>> Begin
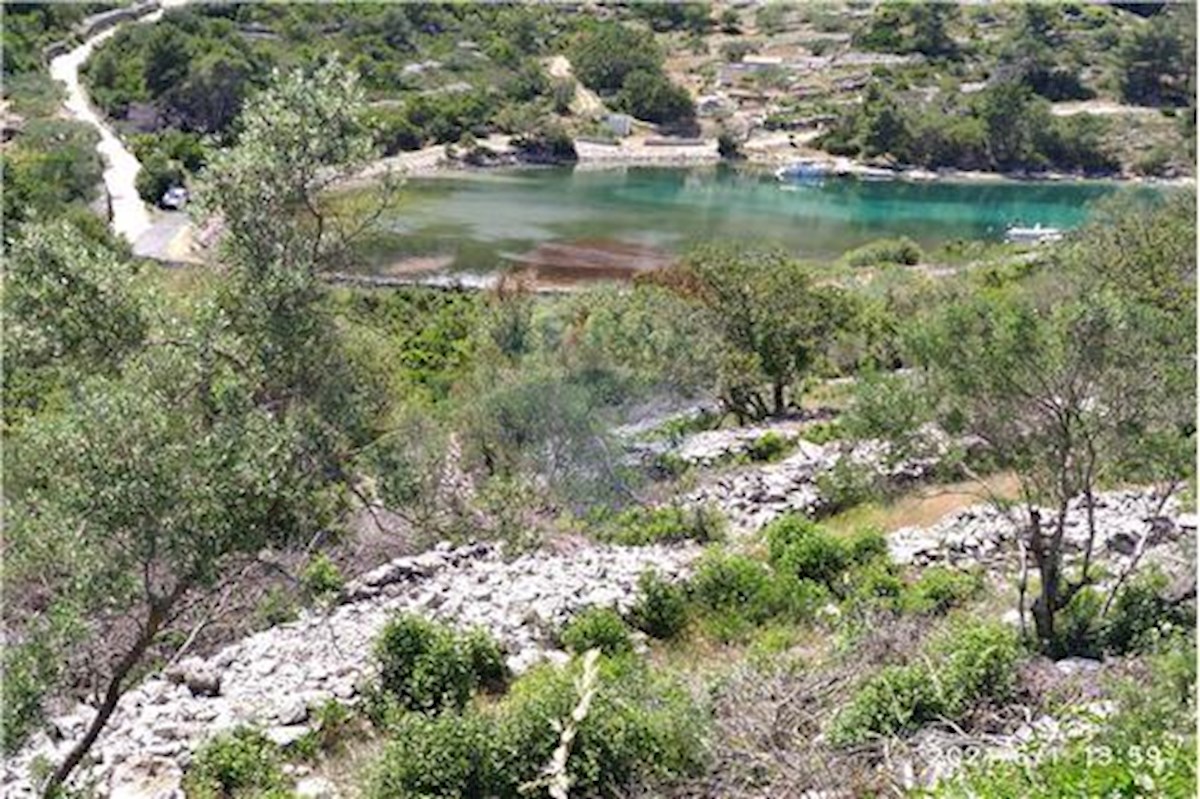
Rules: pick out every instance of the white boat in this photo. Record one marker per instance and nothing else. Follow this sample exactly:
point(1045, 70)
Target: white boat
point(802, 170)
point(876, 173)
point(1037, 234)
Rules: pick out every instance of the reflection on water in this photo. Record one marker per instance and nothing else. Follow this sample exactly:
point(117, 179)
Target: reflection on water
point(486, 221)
>> End
>> Begin
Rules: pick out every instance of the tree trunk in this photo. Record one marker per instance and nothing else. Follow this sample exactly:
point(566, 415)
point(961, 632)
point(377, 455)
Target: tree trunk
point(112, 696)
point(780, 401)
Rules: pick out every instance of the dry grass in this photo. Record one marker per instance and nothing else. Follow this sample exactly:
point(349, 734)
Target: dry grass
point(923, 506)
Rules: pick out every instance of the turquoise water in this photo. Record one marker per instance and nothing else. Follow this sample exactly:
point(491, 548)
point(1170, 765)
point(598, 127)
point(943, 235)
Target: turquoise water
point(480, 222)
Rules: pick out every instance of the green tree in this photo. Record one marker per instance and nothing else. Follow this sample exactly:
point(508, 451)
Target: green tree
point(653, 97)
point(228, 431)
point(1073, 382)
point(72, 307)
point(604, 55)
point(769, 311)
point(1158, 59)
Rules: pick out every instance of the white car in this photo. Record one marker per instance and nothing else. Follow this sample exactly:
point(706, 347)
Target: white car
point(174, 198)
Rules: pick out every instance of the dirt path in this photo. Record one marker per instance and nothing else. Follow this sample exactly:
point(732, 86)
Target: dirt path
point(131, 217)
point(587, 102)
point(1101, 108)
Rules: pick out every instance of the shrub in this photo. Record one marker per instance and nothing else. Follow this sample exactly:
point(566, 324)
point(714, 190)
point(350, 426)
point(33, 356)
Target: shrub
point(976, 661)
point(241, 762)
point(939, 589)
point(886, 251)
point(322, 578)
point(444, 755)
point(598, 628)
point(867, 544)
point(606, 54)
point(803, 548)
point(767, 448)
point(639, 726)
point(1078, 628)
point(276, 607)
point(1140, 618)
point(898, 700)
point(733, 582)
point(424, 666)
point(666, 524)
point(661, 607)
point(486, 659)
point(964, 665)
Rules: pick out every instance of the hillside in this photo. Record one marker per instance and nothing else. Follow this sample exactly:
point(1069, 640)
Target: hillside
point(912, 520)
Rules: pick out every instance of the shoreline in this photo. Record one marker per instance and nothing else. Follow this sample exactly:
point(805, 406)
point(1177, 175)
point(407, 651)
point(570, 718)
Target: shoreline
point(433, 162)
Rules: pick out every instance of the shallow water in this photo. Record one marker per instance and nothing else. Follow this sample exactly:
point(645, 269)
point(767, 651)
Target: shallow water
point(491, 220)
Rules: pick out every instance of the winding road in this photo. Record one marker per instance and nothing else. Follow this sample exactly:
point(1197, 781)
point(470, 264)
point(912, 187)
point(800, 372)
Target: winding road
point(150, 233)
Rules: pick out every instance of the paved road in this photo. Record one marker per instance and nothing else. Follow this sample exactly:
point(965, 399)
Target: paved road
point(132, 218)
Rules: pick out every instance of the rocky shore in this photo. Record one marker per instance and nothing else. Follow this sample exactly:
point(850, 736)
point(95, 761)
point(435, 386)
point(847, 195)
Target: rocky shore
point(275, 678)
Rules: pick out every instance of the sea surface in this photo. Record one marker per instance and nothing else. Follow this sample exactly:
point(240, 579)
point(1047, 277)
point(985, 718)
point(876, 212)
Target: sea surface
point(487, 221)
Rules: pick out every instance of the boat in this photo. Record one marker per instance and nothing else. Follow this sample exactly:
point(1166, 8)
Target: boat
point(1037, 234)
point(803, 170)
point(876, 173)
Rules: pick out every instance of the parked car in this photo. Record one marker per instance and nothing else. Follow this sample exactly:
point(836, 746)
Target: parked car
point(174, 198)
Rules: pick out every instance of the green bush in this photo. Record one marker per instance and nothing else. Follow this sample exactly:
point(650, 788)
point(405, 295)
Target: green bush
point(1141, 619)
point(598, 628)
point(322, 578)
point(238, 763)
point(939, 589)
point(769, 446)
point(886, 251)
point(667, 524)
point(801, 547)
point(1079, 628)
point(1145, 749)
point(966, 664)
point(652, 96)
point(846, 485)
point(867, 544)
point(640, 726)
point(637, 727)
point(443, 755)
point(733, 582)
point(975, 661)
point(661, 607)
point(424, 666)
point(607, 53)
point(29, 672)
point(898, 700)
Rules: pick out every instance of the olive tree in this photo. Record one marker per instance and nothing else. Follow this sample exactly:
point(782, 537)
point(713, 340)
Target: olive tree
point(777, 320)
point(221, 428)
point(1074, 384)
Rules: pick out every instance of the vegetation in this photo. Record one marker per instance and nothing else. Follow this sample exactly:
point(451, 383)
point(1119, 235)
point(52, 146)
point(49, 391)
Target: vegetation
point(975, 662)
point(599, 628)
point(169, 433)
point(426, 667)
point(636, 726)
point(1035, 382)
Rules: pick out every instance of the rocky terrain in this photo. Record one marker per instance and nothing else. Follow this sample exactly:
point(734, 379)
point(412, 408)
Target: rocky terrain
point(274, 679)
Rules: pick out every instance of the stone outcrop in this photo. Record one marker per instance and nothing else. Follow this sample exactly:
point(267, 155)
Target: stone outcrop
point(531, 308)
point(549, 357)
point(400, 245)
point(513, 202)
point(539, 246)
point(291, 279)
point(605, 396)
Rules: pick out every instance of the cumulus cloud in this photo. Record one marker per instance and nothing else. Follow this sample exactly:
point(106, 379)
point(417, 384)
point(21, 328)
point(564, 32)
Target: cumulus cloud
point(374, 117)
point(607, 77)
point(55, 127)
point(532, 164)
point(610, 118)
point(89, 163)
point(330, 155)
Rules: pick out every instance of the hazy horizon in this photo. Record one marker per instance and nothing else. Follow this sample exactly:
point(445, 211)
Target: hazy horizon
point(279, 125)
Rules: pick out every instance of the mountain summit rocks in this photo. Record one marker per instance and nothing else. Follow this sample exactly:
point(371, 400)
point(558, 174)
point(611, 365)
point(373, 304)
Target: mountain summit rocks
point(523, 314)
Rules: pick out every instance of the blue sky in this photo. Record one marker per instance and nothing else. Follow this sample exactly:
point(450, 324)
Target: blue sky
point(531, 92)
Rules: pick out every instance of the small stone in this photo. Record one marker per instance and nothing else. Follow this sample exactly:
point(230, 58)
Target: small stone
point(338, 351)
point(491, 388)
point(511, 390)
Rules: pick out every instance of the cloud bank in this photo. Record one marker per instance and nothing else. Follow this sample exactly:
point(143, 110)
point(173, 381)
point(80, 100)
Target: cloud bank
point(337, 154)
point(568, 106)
>> End
>> Begin
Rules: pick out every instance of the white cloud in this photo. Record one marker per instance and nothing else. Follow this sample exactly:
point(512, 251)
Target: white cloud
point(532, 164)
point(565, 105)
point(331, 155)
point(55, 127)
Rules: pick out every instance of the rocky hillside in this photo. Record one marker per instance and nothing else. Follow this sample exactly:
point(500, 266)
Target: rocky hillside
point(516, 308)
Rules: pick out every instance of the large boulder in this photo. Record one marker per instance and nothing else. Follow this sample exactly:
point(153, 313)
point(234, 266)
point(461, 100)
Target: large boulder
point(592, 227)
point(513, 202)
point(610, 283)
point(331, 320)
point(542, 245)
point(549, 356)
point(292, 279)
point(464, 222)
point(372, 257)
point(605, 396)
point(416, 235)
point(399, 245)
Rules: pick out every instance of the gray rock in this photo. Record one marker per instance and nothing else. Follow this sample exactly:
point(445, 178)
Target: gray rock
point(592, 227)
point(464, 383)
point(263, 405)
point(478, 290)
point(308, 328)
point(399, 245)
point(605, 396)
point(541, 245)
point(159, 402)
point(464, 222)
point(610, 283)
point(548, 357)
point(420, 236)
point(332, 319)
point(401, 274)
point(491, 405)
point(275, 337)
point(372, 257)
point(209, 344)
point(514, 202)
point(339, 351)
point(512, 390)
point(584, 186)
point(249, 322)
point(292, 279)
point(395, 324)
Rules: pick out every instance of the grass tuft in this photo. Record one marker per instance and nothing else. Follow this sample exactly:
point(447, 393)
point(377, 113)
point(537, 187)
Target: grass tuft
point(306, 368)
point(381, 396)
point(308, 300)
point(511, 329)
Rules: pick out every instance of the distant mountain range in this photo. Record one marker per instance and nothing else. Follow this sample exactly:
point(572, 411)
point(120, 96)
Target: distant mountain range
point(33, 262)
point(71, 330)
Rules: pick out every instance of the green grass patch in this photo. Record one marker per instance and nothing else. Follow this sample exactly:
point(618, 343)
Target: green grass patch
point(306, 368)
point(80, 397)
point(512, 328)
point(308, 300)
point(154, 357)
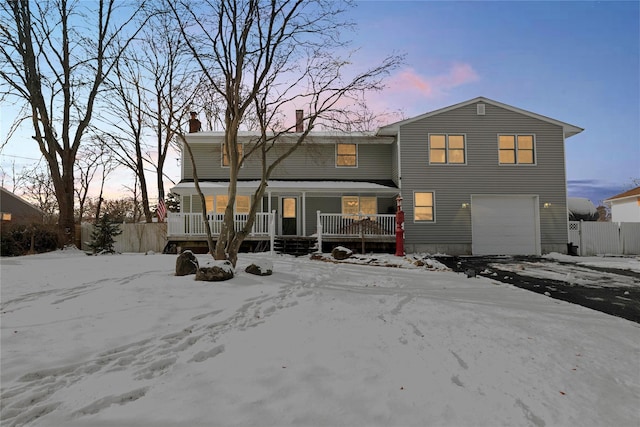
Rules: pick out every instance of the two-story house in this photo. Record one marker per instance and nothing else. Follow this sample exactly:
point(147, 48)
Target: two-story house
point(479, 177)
>> End
**Aim**. Reproduce the records word for word, starting at the line that contains "Rules: pick out every instance of the green grass" and ending after the line that contains "point(479, 177)". Omit the pictures.

**Task result**.
Rules: pick out every instance of the green grass patch in this photo. Record one marker per instance and nothing else. Follow this sample exactly:
point(618, 343)
Target: green grass patch
point(306, 368)
point(80, 397)
point(512, 328)
point(308, 300)
point(154, 357)
Rules: pick out every instance of the two-story house in this photo. Record one marker per instance and nothing else. Follow this sample exactly:
point(147, 48)
Target: two-story house
point(479, 177)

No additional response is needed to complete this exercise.